_DIRECTION_: Reproduce the records below word for word, keeping every line in its original order.

_RECORDS SUPPLIED_:
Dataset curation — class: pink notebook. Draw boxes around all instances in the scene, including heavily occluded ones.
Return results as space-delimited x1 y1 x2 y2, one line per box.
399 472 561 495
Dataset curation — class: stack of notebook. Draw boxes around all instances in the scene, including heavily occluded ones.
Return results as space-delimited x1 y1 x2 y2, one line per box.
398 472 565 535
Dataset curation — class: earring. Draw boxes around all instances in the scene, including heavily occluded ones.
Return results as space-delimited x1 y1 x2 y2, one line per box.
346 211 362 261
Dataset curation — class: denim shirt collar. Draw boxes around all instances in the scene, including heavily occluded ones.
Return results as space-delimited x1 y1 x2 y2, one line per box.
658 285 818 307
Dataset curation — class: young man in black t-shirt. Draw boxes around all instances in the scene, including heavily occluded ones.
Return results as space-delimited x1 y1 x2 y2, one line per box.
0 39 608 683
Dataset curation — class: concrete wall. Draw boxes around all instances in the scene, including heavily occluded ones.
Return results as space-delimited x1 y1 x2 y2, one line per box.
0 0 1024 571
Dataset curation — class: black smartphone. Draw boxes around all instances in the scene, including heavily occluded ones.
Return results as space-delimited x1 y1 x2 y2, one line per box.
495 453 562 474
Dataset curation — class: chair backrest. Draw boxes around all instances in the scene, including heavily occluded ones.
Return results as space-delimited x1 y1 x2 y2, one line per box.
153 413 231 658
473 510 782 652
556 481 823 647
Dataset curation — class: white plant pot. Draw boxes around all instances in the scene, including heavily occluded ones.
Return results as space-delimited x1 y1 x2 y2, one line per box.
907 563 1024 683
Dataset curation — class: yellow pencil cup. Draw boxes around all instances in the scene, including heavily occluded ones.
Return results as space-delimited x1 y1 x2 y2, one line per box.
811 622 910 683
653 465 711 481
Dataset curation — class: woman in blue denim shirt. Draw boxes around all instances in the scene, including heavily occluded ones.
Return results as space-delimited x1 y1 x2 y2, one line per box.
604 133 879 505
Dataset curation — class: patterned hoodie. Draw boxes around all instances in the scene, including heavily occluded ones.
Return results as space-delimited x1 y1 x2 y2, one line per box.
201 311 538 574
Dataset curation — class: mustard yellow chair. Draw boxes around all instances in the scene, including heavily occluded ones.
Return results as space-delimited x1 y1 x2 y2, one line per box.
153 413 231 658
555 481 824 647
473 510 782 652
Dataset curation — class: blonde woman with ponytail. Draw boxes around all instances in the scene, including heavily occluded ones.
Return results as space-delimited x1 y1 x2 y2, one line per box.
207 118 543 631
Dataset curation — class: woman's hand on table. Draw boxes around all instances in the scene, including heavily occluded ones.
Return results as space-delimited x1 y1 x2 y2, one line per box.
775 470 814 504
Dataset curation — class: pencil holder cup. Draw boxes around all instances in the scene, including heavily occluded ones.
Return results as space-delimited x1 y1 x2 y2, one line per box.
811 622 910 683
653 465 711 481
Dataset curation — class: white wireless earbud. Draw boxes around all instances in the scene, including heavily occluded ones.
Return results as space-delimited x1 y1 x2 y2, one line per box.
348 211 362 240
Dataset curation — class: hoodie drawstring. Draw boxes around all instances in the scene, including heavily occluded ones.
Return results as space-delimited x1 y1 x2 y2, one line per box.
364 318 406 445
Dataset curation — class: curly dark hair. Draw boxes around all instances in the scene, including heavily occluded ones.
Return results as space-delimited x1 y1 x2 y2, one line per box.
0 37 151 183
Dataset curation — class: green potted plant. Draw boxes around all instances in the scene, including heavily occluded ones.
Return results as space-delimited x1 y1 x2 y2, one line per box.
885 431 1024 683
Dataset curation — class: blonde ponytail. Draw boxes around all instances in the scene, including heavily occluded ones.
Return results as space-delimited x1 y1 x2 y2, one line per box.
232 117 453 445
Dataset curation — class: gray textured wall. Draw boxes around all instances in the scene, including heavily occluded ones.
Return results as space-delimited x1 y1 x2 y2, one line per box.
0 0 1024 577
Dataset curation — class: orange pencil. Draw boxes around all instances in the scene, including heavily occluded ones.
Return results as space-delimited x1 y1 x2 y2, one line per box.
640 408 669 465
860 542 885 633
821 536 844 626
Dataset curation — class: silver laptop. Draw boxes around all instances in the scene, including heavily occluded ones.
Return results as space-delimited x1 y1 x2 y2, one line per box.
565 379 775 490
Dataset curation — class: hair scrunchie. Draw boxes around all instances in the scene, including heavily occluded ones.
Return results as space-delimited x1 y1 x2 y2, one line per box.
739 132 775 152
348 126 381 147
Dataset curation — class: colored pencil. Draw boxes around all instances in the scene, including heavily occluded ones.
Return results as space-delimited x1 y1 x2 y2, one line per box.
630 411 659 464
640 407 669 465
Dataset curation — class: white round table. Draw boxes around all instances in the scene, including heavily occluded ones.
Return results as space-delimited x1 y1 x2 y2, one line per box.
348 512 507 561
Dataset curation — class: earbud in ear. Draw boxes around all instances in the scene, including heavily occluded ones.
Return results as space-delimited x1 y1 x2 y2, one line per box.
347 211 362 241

_FINAL RESULT_:
Dataset curation — class: pink notebook. Draw boxes around all instances in the scene, including heavily occluded ones.
Return results as space-delimited x1 y1 x2 y2, one line per box.
399 472 561 495
Dataset curation — class: stack of notebook. Draw boxes around all instances in the scene, including heavily occluded ones.
Return results as space-delimited x1 y1 x2 y2, one line per box.
398 472 565 535
Dataset curation — class: earring. Draw boxes around all instances in the scene, including heavily occluded ones.
Return results as space-delimited x1 y1 x2 y2, one line per box.
346 211 362 261
Dataset curation — class: denim shirt collar. Draw boxes around all instances in the scene, including heavily occluded ones.
Return results as space-delimited x1 y1 x2 y2, one line per box.
658 285 818 307
Dataset curation — class: young man in black t-shirt. Draw boxes around all instances in the scene, including heavily occluded ones.
Return results as space-delimited x1 y1 x2 y2, one line per box.
0 39 608 683
Dataset curation — class: concrete wall. Draw boxes around all instances in the scene, including heavily occluded ones.
Return results as space-delimited x1 y1 x2 y2, one line per box.
0 0 1024 571
Dataset curation — class: black smartphone. Draw boxes around all instances in the scene, including heavily occluded ones.
Return results as space-delimited x1 y1 x2 y2, one line per box.
495 453 562 474
Dataset curation — class: chair backrest. Draw boxes around all instances in the scene, including heavily occluded ones.
Return results as space-delimited x1 y1 x2 y2, one line per box.
153 413 231 658
473 510 782 652
556 481 823 647
Dataset curation — class: white plant pot. Draw boxes around all instances in the scene, including heavily occluded ones.
Return results as space-delimited x1 y1 x2 y2, one line per box.
907 563 1024 683
Dataset curation — class: yellow pencil cup. Draw boxes around all instances in the scene, including heavily occluded ones.
Return results as space-delimited x1 y1 x2 y2, one line per box.
811 622 910 683
653 465 711 481
Dataset curation — class: woman in blue denim shirt. Draw boxes around all instances in the scene, including heavily occluded ones.
Return results as space-delimited x1 y1 x2 y2, one line per box.
604 133 879 505
Dataset curation — class: patterned hoodie. Draw boxes around all instances in the scene, including heavily occluded ones.
Return results as space-delimited x1 y1 x2 y2, one line per box.
201 311 538 574
Dataset curation — class: mustard yellow chair. Draw boxes around all instances in the scene, including heavily occluded ones.
Return results as space-delimited x1 y1 x2 y2, one line per box.
153 413 231 658
555 481 824 647
473 510 782 652
Dataset curation — class: blonde woman with ponytail. Draw boxes around all instances in the scene, including heavily occluded ones.
Return results as space-delimited x1 y1 x2 y2, one line per box.
207 118 543 631
Dataset curation — class: woman's hand on table. Draw boxes around all instances in the scene, including heavily occluded ones.
Return results as space-delimited x1 y1 x2 y2, one line per box.
775 470 814 504
Dataset curation — class: pencil holder cup. Draw boxes around all instances in the scene, including heavily occluded ones.
Return results as space-delimited x1 y1 x2 y2, one line per box.
811 622 910 683
653 465 711 481
Dataset curation — class: white wireless earbud. Draw boxes around all instances in the scene, including heavily occluded ones.
Return results as space-delimited x1 y1 x2 y2, one line per box.
348 211 362 240
Dataset curation — class: hoodie drawstring. Draw boxes around all instances in the scene, including heavily occluded ones.
Return results as space-delimited x1 y1 x2 y2, one line per box.
364 318 406 445
Dataset curation — class: curly dark hair. Draw boxes around all instances in the scene, including heavily occluded ones.
Return results as space-delimited x1 y1 x2 y2, one line per box.
0 37 151 183
Dataset curation — class: green potted plant. Draw boxes around all instances in the scene, including heavily occluded ones.
Return results as space-delimited x1 y1 x2 y2, one line per box.
885 431 1024 683
Dataset curation — class: blonde ponytail. Draw boxes around all instances in the scene, including heavily occluded ones.
Return results as space-delimited x1 y1 x2 y2, one line per box.
232 117 453 445
Dataset curation — class: gray textured wall. Draw boxes around all instances in the scene, including heavily occluded ones.
Return results as space-delimited x1 y1 x2 y2, one line per box.
0 0 1024 577
Dataset curation — class: orange pencil. Draw boxes around all instances in the scene, including heavily occluded ones.
Return results as space-delimited x1 y1 x2 y2, one line per box.
640 408 669 465
860 542 885 633
821 536 844 626
Dataset curation — class: silver laptop. Draw boxes around all instances in the scene, including heavily occluded ones.
Return results as space-delimited x1 y1 x2 y2, one line per box.
565 379 775 490
Dataset curation — class: hair scrunchie. Draw boxes around all instances in the scene, including heavily occluded ones.
Return results as space-delimited x1 y1 x2 y2, one line per box.
739 132 775 152
348 126 381 147
Dataset curation — class: colored pencil. Draw boxes around all instances in the scene, including heavily occluded ones.
Return results as space-delimited x1 y1 x2 y2, one line per box.
630 411 659 464
640 407 669 465
Dataset curation — class: white round table. Draw boxes around all instances in the scene, including heavily occluded ones.
Return results as space-delimited x1 y1 x2 y2, one line per box.
348 512 507 561
Dataset curation — class: earbud in ear. Draw boxes around all instances in the scene, including heavily occluded ones.
Return results as space-delimited x1 y1 x2 y2, one line per box.
347 211 362 241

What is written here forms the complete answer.